Task to carry out: Rewrite the records from the line containing "the distant tree" up to and including the line containing "pixel 70 233", with "dark rock surface" changed to "black rock surface" and everything else left as it is.

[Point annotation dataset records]
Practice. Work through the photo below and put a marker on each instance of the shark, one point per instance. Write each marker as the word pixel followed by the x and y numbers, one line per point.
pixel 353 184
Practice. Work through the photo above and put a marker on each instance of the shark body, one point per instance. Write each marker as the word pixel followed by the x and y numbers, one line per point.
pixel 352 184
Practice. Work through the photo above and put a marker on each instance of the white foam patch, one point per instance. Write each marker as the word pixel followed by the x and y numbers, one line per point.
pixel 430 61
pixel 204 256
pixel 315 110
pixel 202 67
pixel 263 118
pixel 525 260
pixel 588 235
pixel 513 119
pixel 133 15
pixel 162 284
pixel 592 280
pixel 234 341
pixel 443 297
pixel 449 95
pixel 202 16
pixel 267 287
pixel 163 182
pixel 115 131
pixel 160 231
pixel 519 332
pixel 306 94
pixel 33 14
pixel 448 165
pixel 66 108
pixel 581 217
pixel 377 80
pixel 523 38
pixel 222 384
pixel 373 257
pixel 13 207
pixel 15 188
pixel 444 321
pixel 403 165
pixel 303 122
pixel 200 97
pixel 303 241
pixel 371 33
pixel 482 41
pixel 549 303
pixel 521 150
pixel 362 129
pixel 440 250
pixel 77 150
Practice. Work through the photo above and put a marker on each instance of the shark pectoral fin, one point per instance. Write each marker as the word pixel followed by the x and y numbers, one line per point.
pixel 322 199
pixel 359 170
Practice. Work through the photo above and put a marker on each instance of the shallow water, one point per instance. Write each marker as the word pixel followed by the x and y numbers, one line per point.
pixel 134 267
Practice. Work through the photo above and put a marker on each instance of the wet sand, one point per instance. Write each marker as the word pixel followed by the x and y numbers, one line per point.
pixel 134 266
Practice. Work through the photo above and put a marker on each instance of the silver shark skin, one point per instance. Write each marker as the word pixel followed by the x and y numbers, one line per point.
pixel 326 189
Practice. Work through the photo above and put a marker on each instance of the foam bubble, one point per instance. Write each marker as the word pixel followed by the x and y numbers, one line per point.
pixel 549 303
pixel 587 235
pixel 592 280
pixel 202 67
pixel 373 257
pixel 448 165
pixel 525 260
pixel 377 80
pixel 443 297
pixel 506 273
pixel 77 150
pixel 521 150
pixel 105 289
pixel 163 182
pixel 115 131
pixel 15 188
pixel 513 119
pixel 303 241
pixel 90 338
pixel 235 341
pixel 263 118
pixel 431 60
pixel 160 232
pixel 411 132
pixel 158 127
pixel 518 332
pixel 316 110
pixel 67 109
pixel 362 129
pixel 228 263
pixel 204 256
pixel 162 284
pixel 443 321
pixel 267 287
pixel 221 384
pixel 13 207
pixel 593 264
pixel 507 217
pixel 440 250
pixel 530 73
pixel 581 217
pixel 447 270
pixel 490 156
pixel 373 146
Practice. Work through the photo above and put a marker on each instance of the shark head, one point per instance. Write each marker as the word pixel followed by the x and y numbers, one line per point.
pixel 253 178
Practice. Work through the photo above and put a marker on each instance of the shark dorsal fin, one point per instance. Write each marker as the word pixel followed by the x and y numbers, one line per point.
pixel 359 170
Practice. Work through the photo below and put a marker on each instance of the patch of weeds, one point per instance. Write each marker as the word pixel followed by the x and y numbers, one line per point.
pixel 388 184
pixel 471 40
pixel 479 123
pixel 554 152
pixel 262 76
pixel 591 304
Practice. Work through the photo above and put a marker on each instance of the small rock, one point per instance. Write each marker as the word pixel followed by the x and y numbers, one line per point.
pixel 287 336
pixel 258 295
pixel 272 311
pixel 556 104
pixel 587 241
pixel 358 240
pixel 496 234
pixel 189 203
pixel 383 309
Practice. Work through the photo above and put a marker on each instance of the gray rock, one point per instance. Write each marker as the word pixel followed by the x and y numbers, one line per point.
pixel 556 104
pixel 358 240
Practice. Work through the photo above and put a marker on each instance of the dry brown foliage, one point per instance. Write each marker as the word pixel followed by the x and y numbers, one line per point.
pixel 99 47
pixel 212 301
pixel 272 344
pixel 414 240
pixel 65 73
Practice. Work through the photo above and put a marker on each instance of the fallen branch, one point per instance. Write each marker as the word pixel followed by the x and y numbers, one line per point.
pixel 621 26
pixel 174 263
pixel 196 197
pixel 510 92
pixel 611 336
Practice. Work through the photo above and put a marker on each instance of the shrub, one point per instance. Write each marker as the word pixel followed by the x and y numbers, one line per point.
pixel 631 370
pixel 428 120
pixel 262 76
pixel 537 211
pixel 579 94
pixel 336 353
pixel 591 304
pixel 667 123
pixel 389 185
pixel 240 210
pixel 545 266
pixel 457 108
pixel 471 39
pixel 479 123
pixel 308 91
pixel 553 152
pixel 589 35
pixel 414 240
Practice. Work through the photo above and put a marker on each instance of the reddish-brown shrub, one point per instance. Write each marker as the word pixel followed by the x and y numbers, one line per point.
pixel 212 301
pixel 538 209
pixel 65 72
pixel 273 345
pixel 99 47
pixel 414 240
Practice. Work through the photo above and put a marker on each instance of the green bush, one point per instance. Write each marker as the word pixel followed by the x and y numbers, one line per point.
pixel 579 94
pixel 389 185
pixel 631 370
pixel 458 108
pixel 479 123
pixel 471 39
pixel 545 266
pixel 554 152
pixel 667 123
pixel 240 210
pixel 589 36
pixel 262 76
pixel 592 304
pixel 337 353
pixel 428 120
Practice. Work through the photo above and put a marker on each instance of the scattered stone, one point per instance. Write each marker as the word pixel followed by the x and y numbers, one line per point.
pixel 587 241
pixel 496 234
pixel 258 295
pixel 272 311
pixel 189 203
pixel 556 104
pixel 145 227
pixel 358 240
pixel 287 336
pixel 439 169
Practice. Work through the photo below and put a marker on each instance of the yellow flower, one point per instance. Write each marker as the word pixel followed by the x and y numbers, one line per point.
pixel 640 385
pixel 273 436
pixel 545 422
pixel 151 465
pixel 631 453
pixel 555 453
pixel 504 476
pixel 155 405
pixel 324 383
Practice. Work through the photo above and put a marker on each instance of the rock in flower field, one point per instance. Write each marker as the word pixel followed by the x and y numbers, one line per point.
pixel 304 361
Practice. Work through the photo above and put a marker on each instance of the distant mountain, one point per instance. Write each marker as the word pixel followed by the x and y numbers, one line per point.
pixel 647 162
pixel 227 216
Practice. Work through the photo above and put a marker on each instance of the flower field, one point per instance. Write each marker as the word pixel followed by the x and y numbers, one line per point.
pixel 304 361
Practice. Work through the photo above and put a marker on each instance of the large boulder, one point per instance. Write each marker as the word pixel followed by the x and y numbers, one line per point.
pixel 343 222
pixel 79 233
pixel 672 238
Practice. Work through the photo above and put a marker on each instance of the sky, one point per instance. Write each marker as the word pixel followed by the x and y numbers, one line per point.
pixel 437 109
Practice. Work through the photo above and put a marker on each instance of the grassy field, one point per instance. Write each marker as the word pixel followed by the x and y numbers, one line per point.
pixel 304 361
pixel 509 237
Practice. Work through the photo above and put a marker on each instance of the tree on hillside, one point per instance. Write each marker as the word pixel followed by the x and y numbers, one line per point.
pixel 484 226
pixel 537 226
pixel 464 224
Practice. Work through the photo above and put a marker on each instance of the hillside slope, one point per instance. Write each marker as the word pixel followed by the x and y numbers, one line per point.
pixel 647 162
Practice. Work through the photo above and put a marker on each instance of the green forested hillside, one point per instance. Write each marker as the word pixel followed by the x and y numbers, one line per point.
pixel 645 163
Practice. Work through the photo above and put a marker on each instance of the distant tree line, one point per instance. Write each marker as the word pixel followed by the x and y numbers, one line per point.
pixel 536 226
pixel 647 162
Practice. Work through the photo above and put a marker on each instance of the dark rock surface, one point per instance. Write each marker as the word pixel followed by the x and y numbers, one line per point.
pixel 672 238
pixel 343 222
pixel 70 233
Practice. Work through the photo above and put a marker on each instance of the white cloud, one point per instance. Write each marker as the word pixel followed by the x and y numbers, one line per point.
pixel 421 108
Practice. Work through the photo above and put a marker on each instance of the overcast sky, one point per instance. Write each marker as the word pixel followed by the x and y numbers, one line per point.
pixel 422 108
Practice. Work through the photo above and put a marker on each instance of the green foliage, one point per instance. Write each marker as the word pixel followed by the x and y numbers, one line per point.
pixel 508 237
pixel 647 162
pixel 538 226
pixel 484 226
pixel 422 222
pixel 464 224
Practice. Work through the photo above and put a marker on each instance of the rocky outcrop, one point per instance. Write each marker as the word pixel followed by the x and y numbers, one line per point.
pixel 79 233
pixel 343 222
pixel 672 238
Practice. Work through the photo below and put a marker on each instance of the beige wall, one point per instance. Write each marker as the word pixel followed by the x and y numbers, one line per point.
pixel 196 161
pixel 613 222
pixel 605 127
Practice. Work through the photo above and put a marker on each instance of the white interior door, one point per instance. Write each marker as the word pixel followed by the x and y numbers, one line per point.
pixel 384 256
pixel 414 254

Result:
Practice. Work through the photo above and put a marker on each instance of the distant tree line, one point per instance. Write each marker as the word pixel followed by the x and y numbers, one line per point.
pixel 536 226
pixel 647 162
Practice. Work through the photo above and put a marker on each instance of the black rock surface, one point per instance. Write each marker as the word pixel followed by the x and y numbers, one line per point.
pixel 672 238
pixel 343 222
pixel 70 233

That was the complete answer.